Supplied material ▸
:::::

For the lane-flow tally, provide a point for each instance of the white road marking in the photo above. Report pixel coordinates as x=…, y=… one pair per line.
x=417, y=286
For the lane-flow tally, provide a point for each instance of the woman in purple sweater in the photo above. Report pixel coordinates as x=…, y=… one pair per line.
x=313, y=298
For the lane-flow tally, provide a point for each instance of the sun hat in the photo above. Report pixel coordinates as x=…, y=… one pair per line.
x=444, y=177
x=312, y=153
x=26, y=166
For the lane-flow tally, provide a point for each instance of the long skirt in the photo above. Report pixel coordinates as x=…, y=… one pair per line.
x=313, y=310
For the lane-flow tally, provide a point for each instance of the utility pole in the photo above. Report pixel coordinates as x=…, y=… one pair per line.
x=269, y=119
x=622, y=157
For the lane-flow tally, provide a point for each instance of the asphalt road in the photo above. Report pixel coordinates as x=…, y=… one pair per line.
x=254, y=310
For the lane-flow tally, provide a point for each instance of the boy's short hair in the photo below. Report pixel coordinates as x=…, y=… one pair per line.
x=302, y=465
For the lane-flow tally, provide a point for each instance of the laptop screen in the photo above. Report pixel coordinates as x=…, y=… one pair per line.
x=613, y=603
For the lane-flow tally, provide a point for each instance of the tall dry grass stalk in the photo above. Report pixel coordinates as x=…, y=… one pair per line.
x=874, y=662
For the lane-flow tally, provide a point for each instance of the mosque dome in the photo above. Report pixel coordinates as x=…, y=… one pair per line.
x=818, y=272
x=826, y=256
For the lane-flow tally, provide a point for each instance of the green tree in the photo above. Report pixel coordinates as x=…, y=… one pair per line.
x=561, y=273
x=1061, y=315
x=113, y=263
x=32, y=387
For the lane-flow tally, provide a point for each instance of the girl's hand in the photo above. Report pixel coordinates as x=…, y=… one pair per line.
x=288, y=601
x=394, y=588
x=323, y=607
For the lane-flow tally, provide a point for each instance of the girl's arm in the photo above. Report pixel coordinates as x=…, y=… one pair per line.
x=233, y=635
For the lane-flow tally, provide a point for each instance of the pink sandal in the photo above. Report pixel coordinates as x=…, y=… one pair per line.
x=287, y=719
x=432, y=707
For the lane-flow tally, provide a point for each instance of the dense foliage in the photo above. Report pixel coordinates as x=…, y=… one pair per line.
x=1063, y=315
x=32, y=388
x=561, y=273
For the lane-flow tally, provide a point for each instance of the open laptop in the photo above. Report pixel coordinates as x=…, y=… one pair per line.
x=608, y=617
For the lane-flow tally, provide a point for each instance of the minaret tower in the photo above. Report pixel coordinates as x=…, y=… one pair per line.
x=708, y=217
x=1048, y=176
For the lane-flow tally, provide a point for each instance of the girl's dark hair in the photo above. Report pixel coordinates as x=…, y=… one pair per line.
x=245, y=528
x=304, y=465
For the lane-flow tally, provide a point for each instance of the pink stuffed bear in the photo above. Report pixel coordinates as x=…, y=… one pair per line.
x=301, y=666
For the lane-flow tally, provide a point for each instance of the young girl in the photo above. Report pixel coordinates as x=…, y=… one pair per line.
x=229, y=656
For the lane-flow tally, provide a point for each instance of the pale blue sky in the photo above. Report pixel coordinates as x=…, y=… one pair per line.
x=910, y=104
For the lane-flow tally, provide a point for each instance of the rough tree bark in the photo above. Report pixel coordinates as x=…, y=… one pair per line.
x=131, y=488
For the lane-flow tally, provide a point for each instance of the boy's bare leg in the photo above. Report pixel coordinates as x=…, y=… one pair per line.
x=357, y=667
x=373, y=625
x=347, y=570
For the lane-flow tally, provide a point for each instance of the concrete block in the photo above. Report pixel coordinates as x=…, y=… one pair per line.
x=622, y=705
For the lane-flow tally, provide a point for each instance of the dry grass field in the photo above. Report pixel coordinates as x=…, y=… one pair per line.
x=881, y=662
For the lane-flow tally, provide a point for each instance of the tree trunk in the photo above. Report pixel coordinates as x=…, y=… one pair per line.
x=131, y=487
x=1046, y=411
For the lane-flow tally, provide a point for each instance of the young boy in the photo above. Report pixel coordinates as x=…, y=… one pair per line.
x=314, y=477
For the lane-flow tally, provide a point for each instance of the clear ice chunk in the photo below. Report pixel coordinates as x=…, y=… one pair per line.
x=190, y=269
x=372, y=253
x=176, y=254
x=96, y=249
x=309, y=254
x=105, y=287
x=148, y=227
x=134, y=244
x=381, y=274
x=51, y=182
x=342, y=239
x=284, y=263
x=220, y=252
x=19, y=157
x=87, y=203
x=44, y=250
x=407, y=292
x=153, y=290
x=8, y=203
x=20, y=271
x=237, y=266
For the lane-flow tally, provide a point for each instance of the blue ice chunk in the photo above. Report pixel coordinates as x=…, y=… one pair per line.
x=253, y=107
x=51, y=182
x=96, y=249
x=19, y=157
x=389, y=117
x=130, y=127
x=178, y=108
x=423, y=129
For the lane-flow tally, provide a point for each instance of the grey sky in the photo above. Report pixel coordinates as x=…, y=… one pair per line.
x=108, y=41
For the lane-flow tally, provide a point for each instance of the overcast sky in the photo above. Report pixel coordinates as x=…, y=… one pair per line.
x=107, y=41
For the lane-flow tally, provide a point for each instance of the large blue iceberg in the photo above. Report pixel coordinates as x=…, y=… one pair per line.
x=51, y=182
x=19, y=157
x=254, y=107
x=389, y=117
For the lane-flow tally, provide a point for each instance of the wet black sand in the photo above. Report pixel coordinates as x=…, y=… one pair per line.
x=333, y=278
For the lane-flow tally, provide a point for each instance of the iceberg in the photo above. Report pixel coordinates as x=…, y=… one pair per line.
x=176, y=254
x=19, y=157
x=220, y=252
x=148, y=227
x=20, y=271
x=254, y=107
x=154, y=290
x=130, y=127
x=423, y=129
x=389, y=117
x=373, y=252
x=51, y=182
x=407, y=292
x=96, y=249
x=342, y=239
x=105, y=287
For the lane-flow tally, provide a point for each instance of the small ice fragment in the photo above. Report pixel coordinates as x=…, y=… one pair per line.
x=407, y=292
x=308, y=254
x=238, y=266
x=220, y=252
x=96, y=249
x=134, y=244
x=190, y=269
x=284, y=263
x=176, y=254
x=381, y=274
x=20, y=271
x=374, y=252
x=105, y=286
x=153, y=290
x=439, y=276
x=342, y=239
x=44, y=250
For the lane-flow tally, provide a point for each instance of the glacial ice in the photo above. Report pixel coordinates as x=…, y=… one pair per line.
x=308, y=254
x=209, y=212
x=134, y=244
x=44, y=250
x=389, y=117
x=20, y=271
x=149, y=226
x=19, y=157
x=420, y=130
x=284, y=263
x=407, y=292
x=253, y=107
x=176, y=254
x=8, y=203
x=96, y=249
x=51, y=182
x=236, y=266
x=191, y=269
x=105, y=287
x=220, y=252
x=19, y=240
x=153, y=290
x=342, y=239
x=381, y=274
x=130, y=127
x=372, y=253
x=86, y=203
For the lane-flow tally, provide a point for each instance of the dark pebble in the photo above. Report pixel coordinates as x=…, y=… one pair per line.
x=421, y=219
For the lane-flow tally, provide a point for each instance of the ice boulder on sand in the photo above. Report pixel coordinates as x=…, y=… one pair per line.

:::::

Exercise description ▸
Print all of the records above again word for word, leaving nothing out and changing nothing.

Reply to the task ▸
For the lane-flow tally, provide a point for each instance of the white road marking in the photo above. Report pixel coordinates as x=…, y=… one pair per line.
x=417, y=286
For the lane-flow tally, provide a point for each instance of the woman in purple sweater in the photo above. Report pixel coordinates as x=…, y=… one pair per line.
x=313, y=298
For the lane-flow tally, provide a point for each instance of the sun hat in the photo above. Report pixel coordinates as x=…, y=… one pair per line.
x=444, y=177
x=312, y=153
x=26, y=166
For the lane-flow tally, provide a point for each instance of the long skirt in the photo above. Report pixel coordinates as x=…, y=… one pair per line.
x=313, y=310
For the lane-flow tally, provide a point for each instance of the utility pole in the photo above. Report pixel coordinates as x=…, y=… one pair per line.
x=269, y=119
x=622, y=157
For the lane-flow tally, provide a point for each instance of the asphalt road in the photo above. Report pixel coordinates as x=…, y=… one pair per line.
x=254, y=310
For the lane-flow tally, provide a point for each instance of the boy's short hair in the photo below. Report pixel coordinates as x=…, y=… one pair per line.
x=302, y=465
For the lane-flow tally, provide a point for each instance of the laptop screen in the photo above. Report pixel coordinates as x=…, y=… one pair per line.
x=613, y=603
For the lane-flow tally, provide a point for each instance of the tall dry grass stalk in the photo above. Report pixel coordinates as x=…, y=… one pair per line.
x=874, y=662
For the lane-flow tally, provide a point for each instance of the mosque dome in the photo above. Report pixel coordinates as x=…, y=… one pair per line.
x=818, y=272
x=826, y=256
For the lane-flow tally, provide a point for each instance of the green tree in the photo above. Report pixel coordinates as x=…, y=… one pair per line.
x=561, y=273
x=1061, y=315
x=113, y=263
x=32, y=387
For the lane-flow tally, provide a point for each instance of the girl's hand in the photo above. Report pixel coordinates as x=…, y=… one pair per line.
x=288, y=601
x=394, y=588
x=323, y=607
For the lane-flow tally, provide a point for each instance of the girl's arm in the photo above. Report pixel coordinates as x=…, y=… one pair per line.
x=233, y=635
For the lane-flow tally, provide a point for each instance of the pink sandal in the photo above. Report pixel coordinates as x=…, y=… one pair per line.
x=287, y=719
x=432, y=707
For the lane-flow tally, provide a point for each instance of the dense foliage in the photo above. Report pixel coordinates as x=…, y=… one pair per line.
x=1063, y=315
x=32, y=388
x=561, y=273
For the lane-flow tally, provide a point for each instance of the open laptop in the photo above. Report pixel coordinates as x=…, y=… one pair per line.
x=608, y=617
For the lane-flow tally, provide a point for each instance of the minaret tower in the photo above. Report pixel coordinates as x=…, y=… one pair per line.
x=708, y=217
x=1048, y=176
For the lane-flow tally, provide a point for each instance of the girl's dark hair in the photo above. Report pixel coordinates as x=…, y=… one pair per line.
x=245, y=528
x=304, y=465
For the lane-flow tally, provide a point for each instance of the pink stuffed bear in the photo above. Report pixel coordinates as x=…, y=… one pair per line.
x=301, y=666
For the lane-flow tally, provide a point for each instance of the young girl in the photo above. Report pixel coordinates as x=…, y=… one pair per line.
x=229, y=656
For the lane-flow tally, provide a point for each instance of the pale blue sky in the photo above. Report pixel coordinates as x=…, y=… one pair per line.
x=910, y=104
For the lane-flow tally, provide a point for each instance of the rough tree bark in the photo above. Report pixel coordinates as x=…, y=… one pair per line.
x=131, y=488
For the lane-flow tally, provide a point for each instance of the boy's bare leg in the photo above. Report pixel coordinates as x=…, y=… one pair per line.
x=357, y=667
x=373, y=625
x=347, y=570
For the lane-flow tally, provide a point for each instance of the concrete block in the photo above. Report pixel coordinates as x=…, y=… one pair per line.
x=622, y=705
For the lane-flow tally, provide a point for each instance of the dry grass field in the photo above. Report pixel coordinates as x=…, y=… one pair per line.
x=881, y=662
For the lane-flow tally, provide a point for each instance of the tree trunk in the photo above. Report pixel coordinates as x=…, y=… one pair per line.
x=131, y=487
x=1046, y=411
For the lane-flow tally, provide a point for each instance of the young boy in the photo above. Report pixel coordinates as x=…, y=… one pair per line.
x=314, y=477
For the lane-flow tally, provide a point for each instance of the clear ice chunk in the photo below. Report pixel coordinates as x=…, y=… one pair per line.
x=190, y=269
x=372, y=253
x=176, y=254
x=96, y=249
x=309, y=254
x=105, y=287
x=148, y=227
x=134, y=244
x=381, y=274
x=51, y=182
x=342, y=239
x=284, y=263
x=220, y=252
x=19, y=157
x=87, y=203
x=44, y=250
x=407, y=292
x=153, y=290
x=8, y=203
x=20, y=271
x=237, y=266
For the lane-flow tally, provide a point for each instance of the blue ice chunk in the photo above. Report pixel coordinates as x=…, y=… one pair per line.
x=253, y=107
x=51, y=182
x=96, y=249
x=19, y=157
x=389, y=117
x=130, y=127
x=178, y=108
x=423, y=129
For the lane-flow tally, provide a point for each instance of the grey sky in the photo above. Report pixel coordinates as x=…, y=… one pair per line.
x=108, y=41
For the lane-flow tally, provide a point for each instance of the overcast sky in the photo above. Report pixel coordinates as x=…, y=… one pair per line.
x=107, y=41
For the lane-flow tally, provide a point for each instance of the large blue iceberg in the photo above. Report pixel coordinates as x=…, y=… one pair per line.
x=51, y=182
x=19, y=157
x=254, y=107
x=389, y=117
For the lane-flow tally, provide a point for each instance of the wet black sand in the photo above. Report pixel coordinates as x=…, y=… one pair per line.
x=333, y=278
For the lane-flow tally, provide a point for each instance of the iceberg in the photo above. Report pixel coordinates as x=…, y=… one pair per line.
x=176, y=254
x=19, y=157
x=220, y=252
x=148, y=227
x=20, y=271
x=254, y=107
x=154, y=290
x=130, y=127
x=423, y=129
x=389, y=117
x=373, y=252
x=51, y=182
x=407, y=292
x=96, y=249
x=342, y=239
x=105, y=287
For the lane-flow tally, provide a point for each instance of the small ice fragment in the photo above. Report pixel coordinates as x=…, y=… one pair per line.
x=407, y=292
x=308, y=254
x=238, y=266
x=220, y=252
x=96, y=249
x=134, y=244
x=190, y=269
x=284, y=263
x=176, y=254
x=381, y=274
x=20, y=271
x=374, y=252
x=105, y=286
x=153, y=290
x=439, y=276
x=342, y=239
x=44, y=250
For the lane-flow tally, provide a point for each instance of the glacial ice in the photo above. Report pixel coordinates as x=…, y=… one pair per line.
x=308, y=254
x=209, y=212
x=134, y=244
x=44, y=250
x=389, y=117
x=20, y=271
x=149, y=226
x=19, y=157
x=420, y=130
x=284, y=263
x=407, y=292
x=253, y=107
x=176, y=254
x=8, y=203
x=96, y=249
x=51, y=182
x=236, y=266
x=191, y=269
x=105, y=287
x=220, y=252
x=19, y=240
x=153, y=290
x=342, y=239
x=381, y=274
x=130, y=127
x=372, y=253
x=86, y=203
For the lane-flow tally, provide a point for each instance of the dark pebble in the photo above. Report pixel coordinates as x=…, y=… one pair per line.
x=421, y=219
For the lane-flow tally, provide a point for each instance of the ice boulder on sand in the photo above. Report pixel coordinates as x=…, y=… one pair per line.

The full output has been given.